▶ _What to work on_:
Look below for the line that has "positive clicks: (682, 484) (638, 339)". Set down the lines from there through the line that has "rough mask: <svg", exactly as written.

▶ _Excerpted records_:
==*==

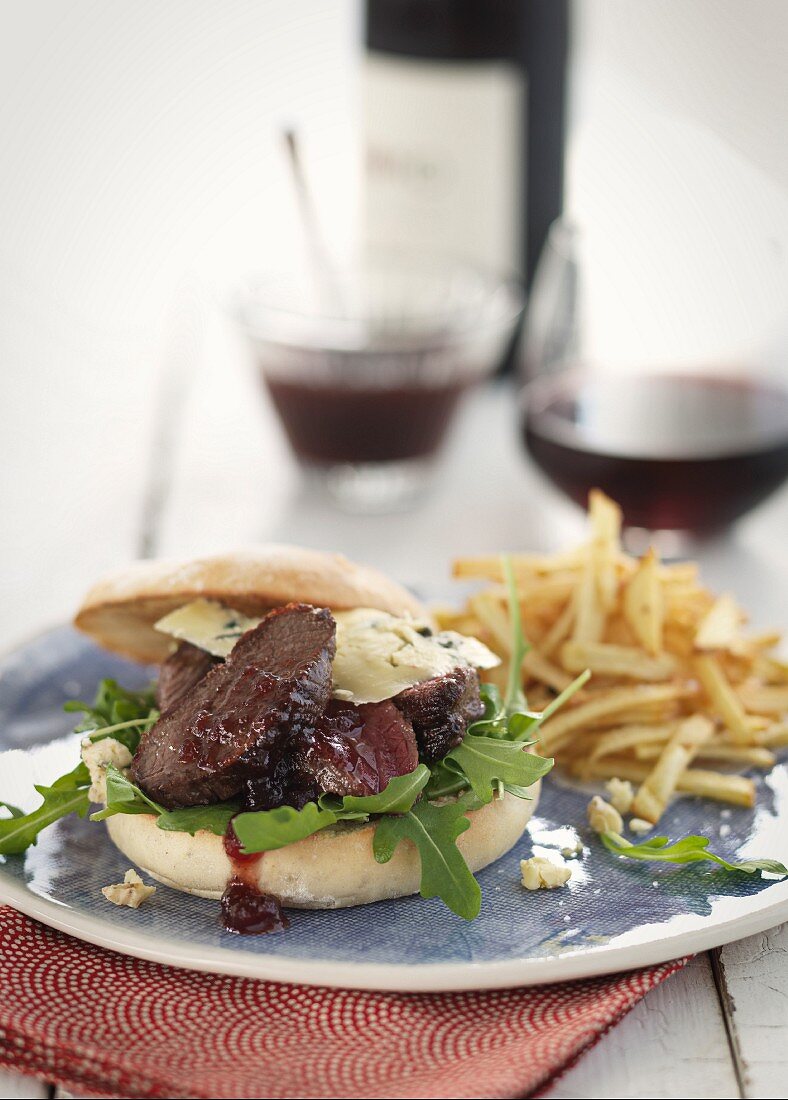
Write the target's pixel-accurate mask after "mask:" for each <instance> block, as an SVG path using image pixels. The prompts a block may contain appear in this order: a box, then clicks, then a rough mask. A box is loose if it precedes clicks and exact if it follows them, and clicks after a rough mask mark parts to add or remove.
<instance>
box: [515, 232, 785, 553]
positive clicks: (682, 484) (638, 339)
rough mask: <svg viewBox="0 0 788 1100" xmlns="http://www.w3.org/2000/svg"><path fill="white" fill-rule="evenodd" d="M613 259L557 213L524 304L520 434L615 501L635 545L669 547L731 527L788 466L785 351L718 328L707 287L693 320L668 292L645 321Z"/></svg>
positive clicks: (557, 477)
mask: <svg viewBox="0 0 788 1100" xmlns="http://www.w3.org/2000/svg"><path fill="white" fill-rule="evenodd" d="M614 268H615V265H614V264H613V265H611V264H610V263H608V265H606V266H605V264H604V263H603V262H601V261H600V257H599V252H598V254H597V255H595V256H594V255H593V249H592V248H591V246H590V244H589V241H588V237H587V234H583V233H582V232H581V231H580V230H579V229H578V228H577V227H574V226H572V224H570V223H567V222H563V221H559V222H556V223H555V224H554V226H552V227H551V230H550V233H549V237H548V241H547V244H546V246H545V250H544V252H543V255H541V257H540V262H539V265H538V268H537V273H536V277H535V282H534V288H533V293H532V298H530V301H529V305H528V309H527V311H526V317H525V327H524V344H523V356H522V364H523V388H522V405H521V416H522V434H523V441H524V444H525V448H526V450H527V452H528V454H529V455H530V458H532V460H533V461H534V462H535V463H536V465H537V466H538V467H539V470H541V471H543V473H544V474H546V475H547V477H548V478H549V480H550V481H551V482H552V484H554V485H555V486H556V487H557V488H559V489H560V491H561V492H563V493H565V494H566V495H567V496H569V497H571V499H573V500H576V502H577V503H578V504H581V505H584V504H585V502H587V497H588V493H589V489H590V488H593V487H599V488H601V489H603V491H604V492H605V493H608V495H609V496H611V497H613V498H614V499H615V500H617V502H619V503H620V504H621V505H622V507H623V510H624V520H625V524H626V526H627V528H628V542H630V546H631V547H632V548H633V549H639V548H641V547H642V546H643V544H644V543H645V542H646V541H647V540H649V541H656V542H657V544H661V546H663V548H664V549H665V551H666V552H668V553H671V552H674V551H675V550H676V549H677V548H678V547H680V546H681V541H682V537H683V540H685V541H686V538H687V537H688V536H689V537H694V538H698V537H708V536H710V535H715V533H719V532H721V531H723V530H724V529H726V528H727V527H729V526H730V525H731V524H732V522H734V521H735V520H736V519H738V518H740V517H741V516H743V515H744V514H745V513H747V511H749V510H751V509H752V508H754V507H755V506H756V505H758V504H760V503H762V502H763V500H765V499H766V498H767V497H768V496H769V495H770V494H771V493H774V492H775V491H776V489H777V488H778V487H779V486H780V485H781V484H782V482H784V481H785V478H786V476H787V475H788V388H787V387H786V377H785V374H786V372H785V366H784V362H785V361H784V359H782V357H781V356H780V354H779V351H780V342H779V341H778V340H776V339H775V337H774V335H773V337H771V339H770V340H769V339H768V338H767V332H763V333H754V332H753V331H752V328H751V330H749V331H745V330H746V329H747V326H746V324H743V326H742V327H741V329H742V331H736V327H735V326H734V324H731V323H727V324H726V326H725V324H724V323H722V322H720V323H722V328H723V331H722V332H720V323H719V324H718V327H716V330H715V331H712V330H713V329H714V326H713V324H712V323H710V321H711V319H713V316H714V308H713V307H714V305H715V304H714V303H712V304H711V306H709V305H708V304H707V305H705V306H704V305H703V304H702V303H701V300H700V299H701V297H702V295H701V294H699V305H698V323H697V324H696V323H693V322H692V317H691V315H690V316H689V317H687V315H685V318H682V320H685V321H686V323H682V324H678V323H671V313H670V295H669V294H668V295H667V297H666V300H661V301H657V303H656V304H655V307H654V309H655V311H656V313H657V316H656V317H655V318H653V320H654V322H655V323H653V324H649V318H648V312H647V310H648V303H647V301H646V303H638V300H637V287H636V286H635V287H634V293H632V294H628V289H627V287H626V286H625V282H626V279H625V278H621V277H619V282H617V284H616V283H615V274H616V273H615V270H614ZM636 270H637V268H636V266H635V265H633V267H632V268H631V271H630V279H631V281H632V282H634V281H635V276H634V274H633V272H635V271H636ZM611 272H612V274H611ZM624 274H625V275H626V273H624ZM594 283H595V285H594ZM616 292H617V293H619V294H620V295H621V298H623V299H624V300H620V299H619V301H617V306H619V311H620V312H619V317H617V319H616V309H615V307H616ZM650 293H654V292H653V290H652V292H650ZM704 293H710V292H704ZM627 295H628V296H627ZM680 305H681V304H679V306H680ZM638 309H639V310H641V312H639V324H638V326H635V327H633V324H632V316H631V311H632V310H634V311H635V312H637V310H638ZM674 309H675V312H679V307H678V306H675V307H674ZM622 310H623V311H626V316H622V315H621V311H622ZM743 312H746V310H745V311H743ZM751 316H752V315H751ZM622 326H623V328H624V330H626V334H628V339H623V340H622V339H620V329H621V328H622ZM765 327H767V326H765ZM617 338H619V339H617ZM781 350H782V351H785V350H786V349H785V344H782V349H781ZM660 532H661V533H660Z"/></svg>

==*==

▶ _Answer space_:
positive clicks: (682, 484) (638, 339)
rough mask: <svg viewBox="0 0 788 1100" xmlns="http://www.w3.org/2000/svg"><path fill="white" fill-rule="evenodd" d="M613 259L557 213L524 304L520 434L615 501L635 545L669 547L731 527L788 466L785 351L718 328L707 287L693 320L668 292L645 321Z"/></svg>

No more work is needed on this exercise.